Records shown |

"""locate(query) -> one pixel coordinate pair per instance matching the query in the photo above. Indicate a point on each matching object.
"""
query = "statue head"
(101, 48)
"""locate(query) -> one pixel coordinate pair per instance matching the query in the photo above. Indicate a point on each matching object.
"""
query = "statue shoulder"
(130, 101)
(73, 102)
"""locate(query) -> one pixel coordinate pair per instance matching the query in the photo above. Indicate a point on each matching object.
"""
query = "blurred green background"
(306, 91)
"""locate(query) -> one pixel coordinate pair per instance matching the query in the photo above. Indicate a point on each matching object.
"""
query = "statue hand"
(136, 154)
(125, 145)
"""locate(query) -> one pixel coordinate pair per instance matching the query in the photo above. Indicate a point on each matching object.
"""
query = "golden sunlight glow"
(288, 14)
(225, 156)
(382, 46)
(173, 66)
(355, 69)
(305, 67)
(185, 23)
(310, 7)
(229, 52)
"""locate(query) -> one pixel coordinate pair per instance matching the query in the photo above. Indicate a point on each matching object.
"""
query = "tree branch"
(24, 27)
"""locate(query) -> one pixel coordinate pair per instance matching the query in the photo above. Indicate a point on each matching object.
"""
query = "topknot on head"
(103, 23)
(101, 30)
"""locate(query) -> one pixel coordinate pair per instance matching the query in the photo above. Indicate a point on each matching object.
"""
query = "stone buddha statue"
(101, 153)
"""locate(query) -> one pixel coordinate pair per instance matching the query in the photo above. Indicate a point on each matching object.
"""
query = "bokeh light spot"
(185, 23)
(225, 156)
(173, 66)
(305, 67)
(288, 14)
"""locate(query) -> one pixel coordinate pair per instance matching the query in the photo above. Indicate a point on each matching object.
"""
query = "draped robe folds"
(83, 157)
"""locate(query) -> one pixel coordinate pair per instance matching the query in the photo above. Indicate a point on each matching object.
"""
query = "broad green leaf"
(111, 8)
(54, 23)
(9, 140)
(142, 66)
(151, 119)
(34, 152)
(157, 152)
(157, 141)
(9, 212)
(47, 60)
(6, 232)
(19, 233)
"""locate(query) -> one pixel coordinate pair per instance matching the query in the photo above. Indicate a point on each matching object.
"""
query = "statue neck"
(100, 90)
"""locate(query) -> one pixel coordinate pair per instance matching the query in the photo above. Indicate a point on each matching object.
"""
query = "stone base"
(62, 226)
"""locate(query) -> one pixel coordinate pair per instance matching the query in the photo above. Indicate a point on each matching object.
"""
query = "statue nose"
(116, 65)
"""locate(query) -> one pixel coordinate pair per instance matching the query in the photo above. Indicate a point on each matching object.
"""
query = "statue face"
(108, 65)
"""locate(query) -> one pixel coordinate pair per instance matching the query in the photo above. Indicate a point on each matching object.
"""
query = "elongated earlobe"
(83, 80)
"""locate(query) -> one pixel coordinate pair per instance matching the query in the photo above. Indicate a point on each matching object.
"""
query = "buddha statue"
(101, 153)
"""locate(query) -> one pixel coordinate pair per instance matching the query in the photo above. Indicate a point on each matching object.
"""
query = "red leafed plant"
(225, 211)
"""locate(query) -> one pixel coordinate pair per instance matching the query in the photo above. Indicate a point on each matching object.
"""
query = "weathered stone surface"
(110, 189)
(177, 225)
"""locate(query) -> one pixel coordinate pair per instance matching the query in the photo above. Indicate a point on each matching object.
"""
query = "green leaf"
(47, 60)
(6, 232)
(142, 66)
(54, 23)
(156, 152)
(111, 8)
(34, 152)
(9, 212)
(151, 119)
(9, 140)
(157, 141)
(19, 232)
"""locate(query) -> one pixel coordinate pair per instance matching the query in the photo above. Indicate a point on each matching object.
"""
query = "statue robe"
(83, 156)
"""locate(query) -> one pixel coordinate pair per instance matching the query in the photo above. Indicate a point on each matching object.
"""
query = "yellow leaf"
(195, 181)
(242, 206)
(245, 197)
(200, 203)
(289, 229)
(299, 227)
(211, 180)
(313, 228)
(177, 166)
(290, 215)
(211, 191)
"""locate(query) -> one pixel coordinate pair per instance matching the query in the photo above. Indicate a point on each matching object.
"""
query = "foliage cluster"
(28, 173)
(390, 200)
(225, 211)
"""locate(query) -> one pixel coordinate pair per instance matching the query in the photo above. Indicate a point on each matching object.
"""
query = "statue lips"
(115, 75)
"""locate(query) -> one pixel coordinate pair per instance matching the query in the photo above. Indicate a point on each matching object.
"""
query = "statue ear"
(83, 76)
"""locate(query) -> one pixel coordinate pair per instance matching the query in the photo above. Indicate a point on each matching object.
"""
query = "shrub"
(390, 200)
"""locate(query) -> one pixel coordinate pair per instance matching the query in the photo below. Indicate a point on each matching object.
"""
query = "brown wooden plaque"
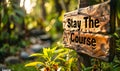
(93, 19)
(95, 45)
(86, 31)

What is being asked | Please print the listing above again word for word, without its pictures.

Your response |
"""locate(query) -> one pixel coordinate pair per instance matching the query in the photo above. Indicate a point on each matching object.
"""
query = "statue head"
(101, 48)
"""locate(query) -> one pixel coordinate pair per instance matching the query in the photo above. Indicate a point on each matching object.
"""
query = "statue shoulder"
(130, 101)
(73, 102)
"""locate(query) -> one pixel coordinate pair per instance matching the query in the photo above. Indicate a point on each matching object.
"""
query = "blurred green background"
(306, 91)
"""locate(query) -> one pixel coordinate pair per instance matching the query in the photo above. Indicate a point on each matching object.
"""
query = "statue hand"
(136, 154)
(125, 145)
"""locate(query) -> one pixel coordinate pair per instance matching the query in the photo above. Indicate a point on each matching object.
"""
query = "golden sunlight glow"
(288, 14)
(225, 156)
(382, 46)
(173, 66)
(355, 69)
(305, 67)
(185, 23)
(310, 7)
(229, 52)
"""locate(query) -> one pixel coordinate pair per instance matching the query in the photo above. Indicate a point on each matching object.
"""
query = "tree branch"
(24, 27)
"""locate(query) -> one pixel coordinate pair per instance matching the query in the photo above. Indicate a point on each matching object.
"""
query = "topknot on head"
(103, 23)
(101, 30)
"""locate(query) -> one pixel coordinate pair per instance matching the query in the photo above. Indicate a point on each matching object.
"""
query = "stone buddha statue"
(101, 153)
"""locate(query) -> one pixel coordinate pair per instance matching the query in the photo above. Indicate a point on each matching object.
"""
query = "bokeh light spot"
(185, 23)
(225, 156)
(173, 66)
(305, 67)
(288, 14)
"""locate(query) -> one pixel coordinate pair per instance matching the query in the photo above. Indicate a point on each matching object.
"""
query = "draped robe folds"
(83, 157)
"""locate(query) -> one pixel coordinate pair per instance matching the query in the photo above. Indicate a point on each matching object.
"""
query = "broad green leaf"
(111, 8)
(54, 23)
(9, 140)
(142, 66)
(151, 119)
(34, 152)
(157, 152)
(157, 141)
(9, 212)
(47, 60)
(6, 232)
(19, 233)
"""locate(query) -> one pixel coordinate pair per instance matching the query in the photo above. Indicate a point on each matching object.
"""
query = "statue neck"
(100, 90)
"""locate(query) -> one pixel coordinate pair per instance matching the query in the photo above. Indicate a point on each matching object.
"""
query = "stone base"
(62, 226)
"""locate(query) -> one pixel coordinate pair per instance matching the query in the photo above. Indicate a point on each matching object.
"""
query = "statue nose"
(116, 65)
"""locate(query) -> one pixel coordinate pair per instance matching the query in the photo above. Indicate a point on each matching object.
"""
query = "statue face"
(108, 65)
"""locate(query) -> one pixel coordinate pair per instance matching the query in the photo above. Indicate a point on each matching object.
"""
query = "elongated earlobe"
(83, 80)
"""locate(query) -> one pixel coordinate pair per instance matching the query in the photo above. Indicate a point on each matching object.
"""
query = "buddha statue"
(101, 153)
"""locate(query) -> one pixel coordinate pair per instance matching the query in the photo above. Indicate a point on each matching object.
"""
query = "red leafed plant"
(225, 211)
"""locate(query) -> one pixel coordinate pair per instance matching the query in the photo above. Indicate a point on each matching object.
"""
query = "weathered stone surface"
(110, 189)
(177, 225)
"""locate(query) -> one pixel coordinate pair per instance matching the query in the photo above. Indicate a point on each matching object.
"""
query = "green leaf"
(47, 60)
(6, 232)
(142, 66)
(54, 23)
(156, 152)
(111, 8)
(34, 152)
(9, 212)
(151, 119)
(9, 140)
(157, 141)
(19, 232)
"""locate(query) -> one pixel coordinate pair per instance matching the query in the photo above. Indicate a point on each matching object.
"""
query = "statue robe"
(83, 156)
"""locate(query) -> one pixel coordinate pair per instance matching the query in the photo above. Indicate a point on each matching object.
"""
query = "yellow leaf"
(195, 181)
(242, 206)
(245, 197)
(200, 203)
(289, 229)
(299, 227)
(211, 180)
(313, 228)
(177, 166)
(290, 215)
(211, 191)
"""locate(query) -> one pixel coordinate pair per instance matching the query in the photo above. Indicate a point on each matching object.
"""
query = "foliage cluster"
(28, 173)
(390, 200)
(225, 211)
"""locate(query) -> one pixel coordinate pair per instance matching the query in the photo above. Indicate a point on each matching object.
"""
query = "statue lips"
(115, 75)
"""locate(query) -> one pixel coordinate pair per instance matching the query in the photo above. Indicate a point on each matching object.
"""
query = "statue ear"
(83, 76)
"""locate(query) -> one pixel coordinate pair per instance matching the query in the photo above. Indicate a point on each matching object.
"""
query = "shrub"
(390, 200)
"""locate(query) -> one pixel coordinate pair per instance matching the query in the photo below. Indicate a point on each matching object.
"""
query = "brown wooden plaque"
(93, 19)
(95, 45)
(86, 31)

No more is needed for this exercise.